**EXCERPT**
· · · · · · ·

In 2006-2007 several service providers, including France Telecom (Orange), Free Telecom (Iliad Group), Noos Numericable and Neuf Cegetel, announced plans to roll out FTTH services in major population centers in France. To make such investments pay off, a large number of customers were needed. As described in the previous section, Neuf Cegetel acquired several ADSL-based triple play operators to increase its market share and became the second-largest broadband operator in France after France Telecom (Orange).

In January 2007, Neuf Cegetel purchased Mediafibre (3,000 customers), a small regional fiber-based triple play operator in Pau, Pyrénées-Atlantiques, southwest France. This operator operated a famous municipal FTTH project called "Pau Broadbandcity" and therefore brought strong expertise in this area to Neuf Cegetel.

In February 2007, Neuf Cegetel took control of Erenis, an alternate service provider which had been laying fiber in Paris since 2003 and had more than 10,000 customers.

In April 2007, Neuf Cegetel announced that its FTTH-based triple play offering was available to 55,000 households in Paris, with internet access at speeds up to 50 Mbit/s for a headline price of €29.90 ($40.75) per month. Neuf Cegetel announced plans to invest €300 million ($408 million) in 2007, 2008 and 2009 to exceed 1 million homes in Paris and other cities and sign up 250,000 customers.

LD Collectivités, a Neuf Cegetel subsidiary specializing in local government networks, was selected for the first public service contract to develop a FTTH network in the Paris region.

===WiMax===

LD Collectivités, in partnership with HDDR, announced the roll-out of WiMax services in the Haut Rhin department and launched a WiMax network in the Loiret department. Through their joint venture SHD, SFR and Neuf Cegetel have announced plans to roll out a WiMax network in the region of Île-de-France.

===Fixed mobile convergence and the 3G market===

Unlike other European countries, which have four or five mobile operators, France has only three: Orange, SFR and Bouygues Telecom, which are also the only ones to have a 3G license. In December 2006, the Court of Appeal approved the initial decision of the "Conseil de la Concurrence" (an administrative authority that regulates competition) and confirmed that Orange, SFR and Bouygues Telecom would have to pay 256, 220 and 58 million euros respectively, because of collusion. The National Regulatory Authority Arcep reopened the bidding for a fourth 3G license, but rejected the sole bid from fixed broadband access provider Free Telecom (Iliad Group) because it failed to meet the required financial conditions, which were the same for new applicants as for the three holders. In November 2007, the French Senate approved an amendment to the country's budget bill for 2008 to allow the government to change the financial conditions for assigning the fourth license. In December 2007, Vivendi's SFR mobile phone division, which owns 40.5% of Neuf Cegetel, offered to buy the rest for €4.5 billion, intending to challenge France Telecom in the market for combined fixed-line, internet and cellphone services and to create "the biggest, strongest non-incumbent in Europe". The acquisition was completed on 24 June 2008.

==About the name "Neuf"==

"Neuf" in French is the number nine. It is also the "indirect access" prefix code granted in 1998 by the National Regulatory Authority to Telecom Italia ("9 Telecom"), which was subsequently acquired by LDCOM.

· · · · · · ·

**RAW RECORDS**
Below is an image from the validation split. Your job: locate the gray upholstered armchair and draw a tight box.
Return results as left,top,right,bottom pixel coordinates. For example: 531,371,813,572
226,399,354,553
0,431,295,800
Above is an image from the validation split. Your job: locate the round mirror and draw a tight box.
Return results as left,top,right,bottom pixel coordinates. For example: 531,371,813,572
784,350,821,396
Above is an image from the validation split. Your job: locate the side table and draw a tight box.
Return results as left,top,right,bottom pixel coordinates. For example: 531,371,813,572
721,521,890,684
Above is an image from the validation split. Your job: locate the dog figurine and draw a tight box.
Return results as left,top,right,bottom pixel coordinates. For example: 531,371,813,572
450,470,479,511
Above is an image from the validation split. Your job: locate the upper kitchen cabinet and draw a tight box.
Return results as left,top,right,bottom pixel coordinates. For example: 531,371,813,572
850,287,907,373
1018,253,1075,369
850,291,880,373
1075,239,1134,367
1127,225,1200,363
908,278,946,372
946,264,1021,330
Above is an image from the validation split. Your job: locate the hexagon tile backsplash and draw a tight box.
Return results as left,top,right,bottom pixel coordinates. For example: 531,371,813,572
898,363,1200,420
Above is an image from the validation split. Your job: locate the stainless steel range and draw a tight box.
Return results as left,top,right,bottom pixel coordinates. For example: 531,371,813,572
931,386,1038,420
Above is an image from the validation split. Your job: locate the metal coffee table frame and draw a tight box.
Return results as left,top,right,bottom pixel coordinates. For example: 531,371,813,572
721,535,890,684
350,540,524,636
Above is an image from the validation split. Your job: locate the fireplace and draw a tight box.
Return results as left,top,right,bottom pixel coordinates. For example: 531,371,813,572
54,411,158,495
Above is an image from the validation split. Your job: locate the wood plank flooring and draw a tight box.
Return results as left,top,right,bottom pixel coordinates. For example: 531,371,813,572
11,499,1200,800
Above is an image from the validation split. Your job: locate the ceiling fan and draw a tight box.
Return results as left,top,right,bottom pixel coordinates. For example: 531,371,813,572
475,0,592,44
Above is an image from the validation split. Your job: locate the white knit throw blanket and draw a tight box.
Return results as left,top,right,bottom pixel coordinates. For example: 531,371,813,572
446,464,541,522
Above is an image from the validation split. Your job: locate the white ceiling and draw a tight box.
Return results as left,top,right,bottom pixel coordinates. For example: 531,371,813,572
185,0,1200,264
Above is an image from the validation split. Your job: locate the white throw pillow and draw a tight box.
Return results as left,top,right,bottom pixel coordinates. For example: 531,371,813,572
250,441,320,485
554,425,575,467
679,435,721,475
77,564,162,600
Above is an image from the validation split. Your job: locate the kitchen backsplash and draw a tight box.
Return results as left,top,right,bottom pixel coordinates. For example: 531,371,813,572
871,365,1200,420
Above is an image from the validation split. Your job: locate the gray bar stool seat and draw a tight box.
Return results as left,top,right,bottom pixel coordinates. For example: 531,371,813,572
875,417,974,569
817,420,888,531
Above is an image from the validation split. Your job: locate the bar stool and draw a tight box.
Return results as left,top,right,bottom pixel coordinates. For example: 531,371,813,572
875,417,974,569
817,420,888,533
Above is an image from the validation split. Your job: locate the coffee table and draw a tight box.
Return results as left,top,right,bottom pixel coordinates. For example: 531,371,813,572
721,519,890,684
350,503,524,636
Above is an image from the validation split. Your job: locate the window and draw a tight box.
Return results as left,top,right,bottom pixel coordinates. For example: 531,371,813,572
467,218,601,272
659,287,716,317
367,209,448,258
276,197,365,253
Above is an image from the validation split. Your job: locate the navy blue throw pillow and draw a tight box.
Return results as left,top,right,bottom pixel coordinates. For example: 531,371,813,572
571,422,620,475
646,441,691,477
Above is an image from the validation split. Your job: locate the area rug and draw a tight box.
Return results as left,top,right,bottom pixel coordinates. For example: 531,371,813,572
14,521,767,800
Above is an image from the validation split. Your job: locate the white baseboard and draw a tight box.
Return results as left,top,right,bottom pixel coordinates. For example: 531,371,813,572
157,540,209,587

· · · · · · ·

**WRITTEN TASKS**
1) In the Neuf Cegetel text, what does the French word "Neuf" mean?
2) Copy the lines of the listing starting at the line that contains "flooring and draw a tight box." and ending at the line that contains "871,365,1200,420", including both of those lines.
The Neuf Cegetel text and the listing are unrelated to each other.

**ANSWERS TO THE PROBLEMS**
1) It is the number nine.

2)
Above is an image from the validation split. Your job: locate the wood plank flooring and draw a tight box.
Return results as left,top,right,bottom pixel coordinates. For example: 531,371,813,572
11,499,1200,800
Above is an image from the validation split. Your job: locate the ceiling fan and draw a tight box.
Return results as left,top,right,bottom pixel coordinates. For example: 531,371,813,572
475,0,592,44
Above is an image from the validation split. Your job: locate the white knit throw blanket and draw a tight box.
Return results as left,top,right,bottom pixel coordinates. For example: 531,371,813,572
446,464,541,522
Above is an image from the validation split. Your job: locate the white ceiling and draw a tight box.
Return results as left,top,right,bottom pixel coordinates. For example: 531,371,813,572
185,0,1200,264
Above is an image from the validation split. Your job: locate the white throw pillow and draw a tight box.
Return results as left,top,right,bottom pixel coordinates. For example: 531,371,813,572
250,441,320,485
554,425,575,467
679,435,721,475
77,564,162,600
Above is an image from the validation split. Your job: locate the kitchen backsplash and draw a tight box.
Return results as left,top,right,bottom pixel coordinates. For example: 531,371,813,572
871,365,1200,420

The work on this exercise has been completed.